* [Supplied information]
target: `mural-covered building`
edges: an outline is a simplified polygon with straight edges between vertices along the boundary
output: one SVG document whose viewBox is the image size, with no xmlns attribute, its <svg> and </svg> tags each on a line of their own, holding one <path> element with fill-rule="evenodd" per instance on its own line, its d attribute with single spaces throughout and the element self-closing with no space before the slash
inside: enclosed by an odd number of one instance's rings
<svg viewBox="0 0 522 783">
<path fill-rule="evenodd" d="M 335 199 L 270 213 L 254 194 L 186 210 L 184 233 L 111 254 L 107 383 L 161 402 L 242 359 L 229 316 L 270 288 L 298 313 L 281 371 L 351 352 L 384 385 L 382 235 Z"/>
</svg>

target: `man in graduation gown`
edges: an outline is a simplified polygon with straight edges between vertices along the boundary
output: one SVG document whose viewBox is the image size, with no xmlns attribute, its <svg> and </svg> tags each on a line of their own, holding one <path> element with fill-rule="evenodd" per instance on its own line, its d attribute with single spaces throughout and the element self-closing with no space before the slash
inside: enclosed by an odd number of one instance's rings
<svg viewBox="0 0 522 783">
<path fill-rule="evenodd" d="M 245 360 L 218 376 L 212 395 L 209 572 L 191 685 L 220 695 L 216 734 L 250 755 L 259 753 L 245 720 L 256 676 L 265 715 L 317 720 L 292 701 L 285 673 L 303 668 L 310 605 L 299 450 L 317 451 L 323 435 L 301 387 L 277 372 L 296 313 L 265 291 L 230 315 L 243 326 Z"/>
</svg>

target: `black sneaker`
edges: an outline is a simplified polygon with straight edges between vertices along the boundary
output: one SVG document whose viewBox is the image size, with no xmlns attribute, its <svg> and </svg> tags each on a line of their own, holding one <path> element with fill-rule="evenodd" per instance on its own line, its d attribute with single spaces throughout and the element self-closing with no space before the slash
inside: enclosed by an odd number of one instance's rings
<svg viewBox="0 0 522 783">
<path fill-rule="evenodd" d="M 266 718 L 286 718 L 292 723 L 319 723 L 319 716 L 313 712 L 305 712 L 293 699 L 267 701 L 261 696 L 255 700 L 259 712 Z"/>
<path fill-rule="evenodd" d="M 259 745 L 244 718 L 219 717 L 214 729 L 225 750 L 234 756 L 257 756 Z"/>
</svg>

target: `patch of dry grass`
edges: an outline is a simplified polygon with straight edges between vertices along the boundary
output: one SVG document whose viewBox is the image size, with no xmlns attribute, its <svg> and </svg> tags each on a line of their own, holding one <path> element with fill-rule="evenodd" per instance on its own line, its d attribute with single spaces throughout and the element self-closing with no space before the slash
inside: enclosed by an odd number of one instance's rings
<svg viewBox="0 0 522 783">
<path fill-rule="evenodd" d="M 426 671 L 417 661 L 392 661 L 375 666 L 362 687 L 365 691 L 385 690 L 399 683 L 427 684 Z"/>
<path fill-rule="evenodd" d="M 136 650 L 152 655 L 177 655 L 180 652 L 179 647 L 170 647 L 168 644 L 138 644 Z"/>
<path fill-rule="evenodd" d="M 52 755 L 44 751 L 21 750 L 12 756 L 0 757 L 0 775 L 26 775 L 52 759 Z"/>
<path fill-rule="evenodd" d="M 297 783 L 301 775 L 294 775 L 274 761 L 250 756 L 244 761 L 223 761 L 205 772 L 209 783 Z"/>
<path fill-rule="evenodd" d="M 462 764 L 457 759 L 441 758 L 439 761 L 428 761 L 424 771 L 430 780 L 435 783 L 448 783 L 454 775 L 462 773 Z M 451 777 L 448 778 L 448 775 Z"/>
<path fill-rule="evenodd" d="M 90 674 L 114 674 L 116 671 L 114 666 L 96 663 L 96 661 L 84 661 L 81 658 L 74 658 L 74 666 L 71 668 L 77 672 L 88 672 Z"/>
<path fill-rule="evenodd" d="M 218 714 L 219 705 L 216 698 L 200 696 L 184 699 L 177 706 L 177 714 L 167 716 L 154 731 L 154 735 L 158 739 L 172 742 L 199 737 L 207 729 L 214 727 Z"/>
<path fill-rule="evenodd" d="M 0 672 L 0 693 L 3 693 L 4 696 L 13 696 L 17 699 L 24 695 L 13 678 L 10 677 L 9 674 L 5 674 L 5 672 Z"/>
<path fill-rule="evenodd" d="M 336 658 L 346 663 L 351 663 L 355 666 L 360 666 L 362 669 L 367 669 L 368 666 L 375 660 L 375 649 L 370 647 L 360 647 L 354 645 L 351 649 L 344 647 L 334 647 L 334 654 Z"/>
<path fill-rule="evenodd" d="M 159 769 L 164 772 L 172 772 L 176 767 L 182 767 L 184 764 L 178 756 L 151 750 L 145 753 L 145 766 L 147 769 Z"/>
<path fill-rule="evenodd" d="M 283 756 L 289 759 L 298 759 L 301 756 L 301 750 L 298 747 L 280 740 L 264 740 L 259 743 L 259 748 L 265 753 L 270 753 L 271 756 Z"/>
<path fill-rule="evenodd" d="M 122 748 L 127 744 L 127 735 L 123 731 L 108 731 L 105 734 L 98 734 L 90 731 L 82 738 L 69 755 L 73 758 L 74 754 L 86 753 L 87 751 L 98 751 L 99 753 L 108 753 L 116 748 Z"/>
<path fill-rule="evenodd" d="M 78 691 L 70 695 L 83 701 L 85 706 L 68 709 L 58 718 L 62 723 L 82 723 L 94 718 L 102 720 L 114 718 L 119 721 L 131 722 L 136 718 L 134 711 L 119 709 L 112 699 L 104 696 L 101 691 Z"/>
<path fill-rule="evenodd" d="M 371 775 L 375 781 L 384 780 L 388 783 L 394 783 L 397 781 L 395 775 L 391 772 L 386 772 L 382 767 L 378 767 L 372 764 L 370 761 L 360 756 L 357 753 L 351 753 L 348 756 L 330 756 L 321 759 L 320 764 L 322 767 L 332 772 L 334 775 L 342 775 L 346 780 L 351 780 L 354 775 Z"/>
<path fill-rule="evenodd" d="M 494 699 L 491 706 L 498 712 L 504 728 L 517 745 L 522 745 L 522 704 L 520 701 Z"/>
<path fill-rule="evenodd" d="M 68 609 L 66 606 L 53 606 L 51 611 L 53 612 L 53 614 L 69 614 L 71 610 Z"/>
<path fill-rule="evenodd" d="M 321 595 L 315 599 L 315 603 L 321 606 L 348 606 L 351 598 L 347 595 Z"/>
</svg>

* [About this task]
Retype the entries exactly, please. Leave no line out.

* [Solution to this task]
target: `mural-covered building`
edges: an outline is a simplified polygon with straight edges between vertices along the boundary
output: one SVG document whose viewBox is the image size, with no xmlns attribute, its <svg> and </svg> tags each on a line of their own, holding one <path> element with fill-rule="evenodd" per instance on its own line, its d attribute with single spaces throughout and the element self-closing with no space before the slash
inside: enclosed by an odd number of one instance's rings
<svg viewBox="0 0 522 783">
<path fill-rule="evenodd" d="M 335 199 L 270 213 L 254 194 L 186 210 L 184 233 L 111 254 L 107 383 L 161 402 L 242 359 L 229 316 L 270 288 L 298 313 L 281 371 L 351 352 L 384 385 L 382 235 Z"/>
</svg>

target: `man in graduation gown`
edges: an outline is a simplified polygon with straight edges between vertices along the boundary
output: one SVG document whose viewBox is the image size, with no xmlns attribute, its <svg> and </svg> tags each on a line of their own, holding one <path> element with fill-rule="evenodd" per instance on its own line, its d attribute with single spaces throughout and the element self-closing with no space before the slash
inside: enclosed by an odd number of one instance's rings
<svg viewBox="0 0 522 783">
<path fill-rule="evenodd" d="M 245 360 L 218 376 L 212 395 L 209 572 L 191 685 L 220 695 L 216 734 L 250 755 L 259 753 L 245 720 L 256 676 L 265 715 L 317 720 L 292 701 L 285 673 L 303 668 L 310 605 L 299 450 L 317 451 L 323 435 L 301 387 L 277 372 L 296 313 L 265 291 L 230 315 L 243 326 Z"/>
</svg>

target: `black sneaker`
edges: an outline is a simplified polygon with straight edges between vertices along the boundary
output: one SVG document whose viewBox is the image size, with no xmlns attribute, its <svg> and </svg> tags each on a line of their own, holding one <path> element with fill-rule="evenodd" per instance on its own line, its d attribute with single spaces throughout and the element self-closing with no space before the slash
inside: enclosed by an odd number of one instance's rings
<svg viewBox="0 0 522 783">
<path fill-rule="evenodd" d="M 266 718 L 286 718 L 292 723 L 319 723 L 319 716 L 313 712 L 305 712 L 293 699 L 267 701 L 261 696 L 255 700 L 259 712 Z"/>
<path fill-rule="evenodd" d="M 259 745 L 244 718 L 219 717 L 214 729 L 225 750 L 234 756 L 257 756 Z"/>
</svg>

target: `patch of dry grass`
edges: an outline is a simplified polygon with straight edges between vertices along the boundary
output: one SVG document whose viewBox is the image size, with no xmlns attribute, its <svg> and </svg> tags each on a line of their own, holding one <path> element with fill-rule="evenodd" per instance on its own line, its d attribute with single spaces throughout and the element self-closing with no space before the slash
inside: enclosed by an odd number of one instance's rings
<svg viewBox="0 0 522 783">
<path fill-rule="evenodd" d="M 426 671 L 417 661 L 392 661 L 375 666 L 362 687 L 365 691 L 385 690 L 399 683 L 427 684 Z"/>
<path fill-rule="evenodd" d="M 136 650 L 152 655 L 177 655 L 180 652 L 179 647 L 170 647 L 168 644 L 138 644 Z"/>
<path fill-rule="evenodd" d="M 52 755 L 44 751 L 21 750 L 12 756 L 0 757 L 0 775 L 26 775 L 52 759 Z"/>
<path fill-rule="evenodd" d="M 297 783 L 301 775 L 294 775 L 274 761 L 250 756 L 244 761 L 223 761 L 205 772 L 209 783 Z"/>
<path fill-rule="evenodd" d="M 462 764 L 457 759 L 441 758 L 439 761 L 428 761 L 424 771 L 430 780 L 435 783 L 448 783 L 454 775 L 462 773 Z M 451 777 L 448 778 L 448 775 Z"/>
<path fill-rule="evenodd" d="M 90 674 L 114 674 L 116 671 L 114 666 L 96 663 L 96 661 L 84 661 L 81 658 L 74 658 L 74 666 L 71 668 L 77 672 L 88 672 Z"/>
<path fill-rule="evenodd" d="M 218 714 L 219 705 L 216 698 L 200 696 L 184 699 L 177 706 L 177 714 L 167 716 L 154 731 L 154 735 L 158 739 L 172 742 L 199 737 L 207 729 L 214 727 Z"/>
<path fill-rule="evenodd" d="M 0 672 L 0 693 L 3 693 L 4 696 L 13 696 L 17 699 L 24 695 L 13 678 L 10 677 L 9 674 L 5 674 L 5 672 Z"/>
<path fill-rule="evenodd" d="M 336 658 L 346 663 L 351 663 L 355 666 L 360 666 L 362 669 L 367 669 L 368 666 L 375 660 L 375 649 L 370 647 L 360 647 L 354 645 L 351 649 L 344 647 L 334 647 L 334 654 Z"/>
<path fill-rule="evenodd" d="M 159 769 L 164 772 L 172 772 L 176 767 L 182 767 L 184 764 L 178 756 L 151 750 L 145 753 L 145 766 L 147 769 Z"/>
<path fill-rule="evenodd" d="M 283 756 L 289 759 L 298 759 L 301 756 L 301 750 L 298 747 L 280 740 L 264 740 L 259 743 L 259 748 L 265 753 L 270 753 L 271 756 Z"/>
<path fill-rule="evenodd" d="M 122 748 L 127 744 L 127 735 L 123 731 L 108 731 L 105 734 L 98 734 L 90 731 L 82 738 L 69 755 L 73 758 L 74 754 L 86 753 L 87 751 L 98 751 L 99 753 L 108 753 L 116 748 Z"/>
<path fill-rule="evenodd" d="M 78 691 L 70 695 L 83 701 L 85 706 L 68 709 L 58 718 L 62 723 L 82 723 L 94 718 L 102 720 L 114 718 L 119 721 L 131 722 L 136 718 L 134 711 L 119 709 L 112 699 L 104 696 L 101 691 Z"/>
<path fill-rule="evenodd" d="M 371 775 L 375 781 L 384 780 L 388 783 L 394 783 L 397 781 L 395 775 L 391 772 L 386 772 L 382 767 L 378 767 L 372 764 L 370 761 L 360 756 L 357 753 L 351 753 L 348 756 L 330 756 L 321 759 L 320 764 L 322 767 L 332 772 L 334 775 L 342 775 L 346 780 L 351 780 L 354 775 Z"/>
<path fill-rule="evenodd" d="M 494 699 L 491 706 L 498 712 L 504 728 L 517 745 L 522 745 L 522 704 L 520 701 Z"/>
<path fill-rule="evenodd" d="M 68 609 L 66 606 L 53 606 L 51 611 L 53 612 L 53 614 L 69 614 L 71 610 Z"/>
<path fill-rule="evenodd" d="M 321 595 L 315 599 L 315 603 L 321 606 L 348 606 L 351 598 L 347 595 Z"/>
</svg>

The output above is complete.